Begin Supplied text

A regulatory model for resource parity between supply and demand.
Brian Hedman is an executive director at the Cadmus Group and Jill Steiner is a principal.
To be truly effective, integrated resource planning must give equal play (“comparable” treatment) to both supply- and demand-side resources. But that task can prove difficult. Direct comparisons can pose challenges, owing to the sometimes counter-intuitive nature of demand-side management (DSM), versus the more conventional notions of what such resources truly are.
We use the term DSM to refer to both energy efficiency and demand response programs. These programs provide incentives for customers to use energy more efficiently or to shift the time period in which they use it. In so doing, they can reduce the utility’s future obligation either to provide energy or to stockpile capacity to meet demand. But DSM’s characteristics differ from supply-side alternatives.
One key difference concerns the physical attributes of a supply resource, versus the virtual nature of its demand-side counterpart.
Supply-side resources are tangible. They typically take the form of a large-scale asset. The utility frequently owns the plant and earns a return on investment supplied by shareholders. That large-scale investment typically is sufficient to trigger a general rate case to roll the costs into the utility’s prices.

End Supplied text
Begin Collected data

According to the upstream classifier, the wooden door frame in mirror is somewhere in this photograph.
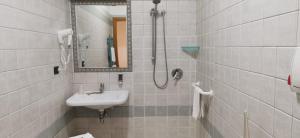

End Collected data

**To do**:
1. In the article on supply and demand resource parity, rewrite the paragraph beginning "We use the term DSM" as a bulleted list, keeping its main facts.
2. Answer the following questions using the article on supply and demand resource parity.
(a) At which organization do Brian Hedman and Jill Steiner work?
(b) What must integrated resource planning give to both supply- and demand-side resources to be truly effective?
(c) Who frequently owns the plant when a supply-side resource takes the form of a large-scale asset?

**In response**:
1.
- DSM refers to both energy efficiency and demand response programs.
- These programs give customers incentives to use energy more efficiently or to shift the time period in which they use it.
- They can thereby reduce the utility's future obligation to provide energy or to stockpile capacity to meet demand.
- DSM's characteristics differ from those of supply-side alternatives.

2.
(a) The Cadmus Group.
(b) Equal play, described as "comparable" treatment.
(c) The utility.